DIRECTIONS FOR THIS TASK |
Retype the material that follows, keeping every word as it is.

───── INPUT DATA ─────

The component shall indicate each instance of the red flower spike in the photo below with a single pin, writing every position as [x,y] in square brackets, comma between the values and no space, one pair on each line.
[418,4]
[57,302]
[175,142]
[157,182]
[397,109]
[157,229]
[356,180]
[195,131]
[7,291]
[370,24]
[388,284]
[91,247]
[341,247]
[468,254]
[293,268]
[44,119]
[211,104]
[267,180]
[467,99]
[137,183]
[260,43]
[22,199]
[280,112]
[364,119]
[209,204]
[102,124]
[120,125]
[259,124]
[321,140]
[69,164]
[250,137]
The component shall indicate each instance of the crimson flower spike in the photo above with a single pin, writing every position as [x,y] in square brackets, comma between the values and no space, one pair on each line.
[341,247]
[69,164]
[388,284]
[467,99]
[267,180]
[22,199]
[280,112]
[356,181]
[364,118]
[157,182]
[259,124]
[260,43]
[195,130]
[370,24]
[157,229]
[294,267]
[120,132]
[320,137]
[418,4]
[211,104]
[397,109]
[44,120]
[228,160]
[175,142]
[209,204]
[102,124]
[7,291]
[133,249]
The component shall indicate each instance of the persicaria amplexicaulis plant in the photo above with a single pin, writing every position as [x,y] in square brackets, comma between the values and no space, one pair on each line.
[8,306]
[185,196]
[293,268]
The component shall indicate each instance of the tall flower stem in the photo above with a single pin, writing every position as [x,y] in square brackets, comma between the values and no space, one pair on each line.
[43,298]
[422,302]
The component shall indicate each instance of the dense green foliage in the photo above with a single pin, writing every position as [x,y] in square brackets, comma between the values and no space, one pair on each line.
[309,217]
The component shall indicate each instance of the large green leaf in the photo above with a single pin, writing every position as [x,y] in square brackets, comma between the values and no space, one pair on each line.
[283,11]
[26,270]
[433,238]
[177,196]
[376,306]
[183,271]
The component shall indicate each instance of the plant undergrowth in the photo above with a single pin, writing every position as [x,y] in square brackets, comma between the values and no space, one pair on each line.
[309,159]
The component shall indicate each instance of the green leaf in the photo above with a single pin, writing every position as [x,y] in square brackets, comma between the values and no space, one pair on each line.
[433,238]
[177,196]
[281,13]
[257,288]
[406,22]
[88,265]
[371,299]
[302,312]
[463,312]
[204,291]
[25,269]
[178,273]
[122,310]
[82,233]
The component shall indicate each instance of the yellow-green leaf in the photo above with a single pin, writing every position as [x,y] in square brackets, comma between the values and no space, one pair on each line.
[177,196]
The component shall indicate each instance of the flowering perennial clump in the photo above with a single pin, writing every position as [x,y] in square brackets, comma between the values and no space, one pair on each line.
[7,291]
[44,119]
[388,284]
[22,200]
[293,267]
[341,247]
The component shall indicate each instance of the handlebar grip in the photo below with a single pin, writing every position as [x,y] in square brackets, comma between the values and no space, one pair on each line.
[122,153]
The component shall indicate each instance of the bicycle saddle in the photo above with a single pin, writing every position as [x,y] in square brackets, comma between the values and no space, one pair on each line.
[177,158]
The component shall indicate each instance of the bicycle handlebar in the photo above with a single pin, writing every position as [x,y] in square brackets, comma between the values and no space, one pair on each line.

─────

WRITTEN SOLUTION |
The component shall indicate each instance of the red flower spike in the photo below with a single pin, writing every position as [x,y] in square brackets, comma between the values and no space, one pair on each line.
[418,4]
[57,302]
[175,142]
[157,182]
[397,109]
[157,229]
[356,180]
[195,131]
[7,291]
[370,24]
[388,284]
[91,247]
[341,247]
[468,254]
[293,268]
[44,119]
[211,104]
[267,180]
[467,99]
[137,183]
[260,43]
[22,199]
[280,112]
[364,119]
[209,204]
[102,124]
[120,125]
[259,124]
[321,140]
[69,164]
[250,137]
The component shall indicate each instance of the crimson flower spike in the photo above with a single pin, writing every position as [x,y] in square brackets, comma between the values and no space, one pair on each line.
[341,247]
[69,164]
[388,284]
[467,99]
[267,180]
[22,199]
[280,112]
[356,181]
[364,118]
[157,182]
[259,124]
[260,43]
[195,130]
[370,24]
[157,229]
[294,267]
[120,132]
[320,137]
[418,4]
[211,104]
[397,109]
[44,120]
[228,160]
[175,142]
[209,204]
[102,124]
[7,291]
[133,249]
The component shall indicate each instance of the persicaria amplexicaulis plant in the photo above with a single pin, writing every position as [x,y] in square brackets, comma between the values and no space, one pair on each line.
[8,306]
[185,196]
[293,268]
The component shall indicate each instance of the tall flower stem in the photo above with a single pin, writing every position as [x,y] in square brackets, comma between the values and no space, one pair on each line.
[43,298]
[422,302]
The component shall indicate each instance of the dense green foliage in the photo above with a single pin, writing every position as [x,y] in square brackets, comma between the values and no space, one pair on each line.
[309,217]
The component shall indicate each instance of the large green leaf in the photo above with a single pin, writing every position as [x,y] in square brackets, comma between the values and no space, one pair on each line.
[283,11]
[26,270]
[433,238]
[177,196]
[376,306]
[183,271]
The component shall indicate each instance of the plant undergrowth in the photo above with a single pin, writing every position as [x,y] in square brackets, comma between the values and no space, one pair on each line.
[309,159]
The component shall indicate each instance of the green leaf in the photo above with a single pin, writing every position as [x,y] in square brackets, comma between the values and no space, one pair on each line.
[433,238]
[177,196]
[281,13]
[257,288]
[406,22]
[88,265]
[371,299]
[302,312]
[463,312]
[204,291]
[25,269]
[178,273]
[122,310]
[82,233]
The component shall indicate each instance of the yellow-green leaf in the photo above with a single pin, writing every position as [x,y] in square brackets, comma between the values and no space, one pair on each line.
[177,196]
The component shall indicate each instance of the flowering perennial clump in the photo above with a single pin, writing every position as [x,y] in square brackets, comma between the values and no space, one pair on each line.
[7,291]
[44,119]
[388,284]
[22,200]
[293,267]
[341,247]
The component shall indicate each instance of the handlebar grip in the photo below with a single pin, writing every position as [x,y] in square brackets, comma between the values and no space, one pair on each line.
[122,153]
The component shall indicate each instance of the bicycle saddle in the photo above with a single pin, writing every position as [x,y] in square brackets, comma between the values and no space, one pair on each line.
[177,158]
The component shall indicate each instance of the bicycle handlebar in the photo above with a single pin, writing every position as [x,y] in square brackets, comma between the values and no space, one pair on each line.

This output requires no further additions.